YOUR INSTRUCTIONS:
Print all of the data exactly, but drop the pictures.

·····

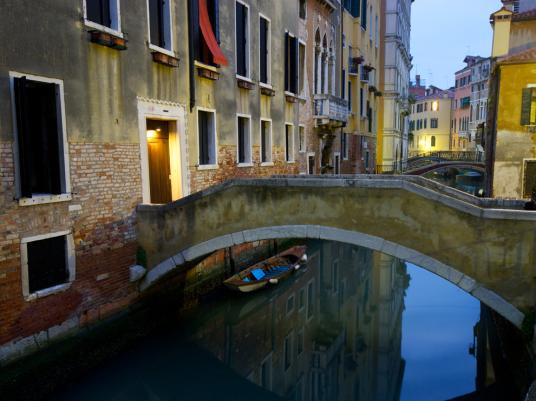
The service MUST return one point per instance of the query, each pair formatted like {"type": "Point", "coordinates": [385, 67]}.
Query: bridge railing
{"type": "Point", "coordinates": [429, 158]}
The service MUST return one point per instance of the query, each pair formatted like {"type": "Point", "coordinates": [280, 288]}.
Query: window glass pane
{"type": "Point", "coordinates": [47, 263]}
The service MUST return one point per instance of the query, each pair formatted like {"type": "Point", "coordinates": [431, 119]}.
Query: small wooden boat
{"type": "Point", "coordinates": [269, 271]}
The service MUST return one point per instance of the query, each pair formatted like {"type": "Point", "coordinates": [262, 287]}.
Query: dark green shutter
{"type": "Point", "coordinates": [526, 103]}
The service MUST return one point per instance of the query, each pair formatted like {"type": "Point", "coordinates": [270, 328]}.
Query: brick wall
{"type": "Point", "coordinates": [106, 186]}
{"type": "Point", "coordinates": [201, 179]}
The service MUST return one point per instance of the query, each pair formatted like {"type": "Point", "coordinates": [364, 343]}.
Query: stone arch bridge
{"type": "Point", "coordinates": [486, 247]}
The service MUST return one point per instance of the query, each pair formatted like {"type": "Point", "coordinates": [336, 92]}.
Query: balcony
{"type": "Point", "coordinates": [330, 109]}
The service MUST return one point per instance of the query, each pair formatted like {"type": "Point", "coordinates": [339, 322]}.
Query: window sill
{"type": "Point", "coordinates": [43, 199]}
{"type": "Point", "coordinates": [48, 291]}
{"type": "Point", "coordinates": [93, 25]}
{"type": "Point", "coordinates": [207, 167]}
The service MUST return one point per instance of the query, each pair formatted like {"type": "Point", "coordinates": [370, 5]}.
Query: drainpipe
{"type": "Point", "coordinates": [191, 55]}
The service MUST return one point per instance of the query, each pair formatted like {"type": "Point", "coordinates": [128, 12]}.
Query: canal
{"type": "Point", "coordinates": [352, 324]}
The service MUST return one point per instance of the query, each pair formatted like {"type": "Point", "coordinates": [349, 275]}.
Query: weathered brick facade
{"type": "Point", "coordinates": [106, 186]}
{"type": "Point", "coordinates": [228, 168]}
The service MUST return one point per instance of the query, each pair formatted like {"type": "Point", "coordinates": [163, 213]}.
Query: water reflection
{"type": "Point", "coordinates": [333, 331]}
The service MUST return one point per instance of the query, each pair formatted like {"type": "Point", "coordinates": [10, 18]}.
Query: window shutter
{"type": "Point", "coordinates": [24, 146]}
{"type": "Point", "coordinates": [526, 102]}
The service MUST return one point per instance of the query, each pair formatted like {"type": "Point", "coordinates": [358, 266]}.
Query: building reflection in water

·····

RESPONSE:
The service MUST return one point per instance of the query, each pair formatted like {"type": "Point", "coordinates": [385, 67]}.
Query: bridge railing
{"type": "Point", "coordinates": [429, 158]}
The service MUST return one point per instance of the query, each pair formatted like {"type": "Point", "coordinates": [280, 288]}.
Query: window glass pane
{"type": "Point", "coordinates": [47, 263]}
The service MUST return one point per instance of the query, each pair formatted like {"type": "Point", "coordinates": [431, 119]}.
Query: small wooden boat
{"type": "Point", "coordinates": [269, 271]}
The service MUST return one point per instance of the query, each pair formatted like {"type": "Point", "coordinates": [262, 287]}.
Query: dark green shutter
{"type": "Point", "coordinates": [526, 103]}
The service MUST return one point per instance of the query, each pair formatted like {"type": "Point", "coordinates": [270, 328]}.
Query: brick wall
{"type": "Point", "coordinates": [106, 186]}
{"type": "Point", "coordinates": [201, 179]}
The service MUST return one point per instance of the query, each pair formatted like {"type": "Point", "coordinates": [364, 343]}.
Query: stone arch bridge
{"type": "Point", "coordinates": [486, 247]}
The service MUST return one point per instance of the query, each pair formatted like {"type": "Point", "coordinates": [336, 92]}.
Query: balcony
{"type": "Point", "coordinates": [330, 109]}
The service MUST return one point per instance of the query, each pair formatted like {"type": "Point", "coordinates": [339, 322]}.
Query: window sill
{"type": "Point", "coordinates": [43, 199]}
{"type": "Point", "coordinates": [48, 291]}
{"type": "Point", "coordinates": [93, 25]}
{"type": "Point", "coordinates": [207, 167]}
The service MUST return one point per instance of the query, each pair formatted like {"type": "Point", "coordinates": [370, 5]}.
Query: drainpipe
{"type": "Point", "coordinates": [191, 55]}
The service MUST return one point per instance of the query, each pair formatted like {"type": "Point", "coordinates": [128, 12]}.
Query: canal
{"type": "Point", "coordinates": [352, 324]}
The service MUST return one point per instance of the query, each pair formatted like {"type": "Point", "coordinates": [349, 275]}.
Query: weathered brick facade
{"type": "Point", "coordinates": [106, 186]}
{"type": "Point", "coordinates": [228, 168]}
The service MUST return one point per instance of the query, each pair formatted like {"type": "Point", "coordinates": [163, 213]}.
Query: water reflection
{"type": "Point", "coordinates": [333, 331]}
The service MUST return one point per instance of the query, each pair formatted like {"type": "Point", "coordinates": [10, 18]}.
Query: window shutter
{"type": "Point", "coordinates": [24, 146]}
{"type": "Point", "coordinates": [526, 102]}
The service MUST return one point per instance of the query, each pair formatted like {"type": "Point", "coordinates": [358, 266]}.
Query: building reflection in water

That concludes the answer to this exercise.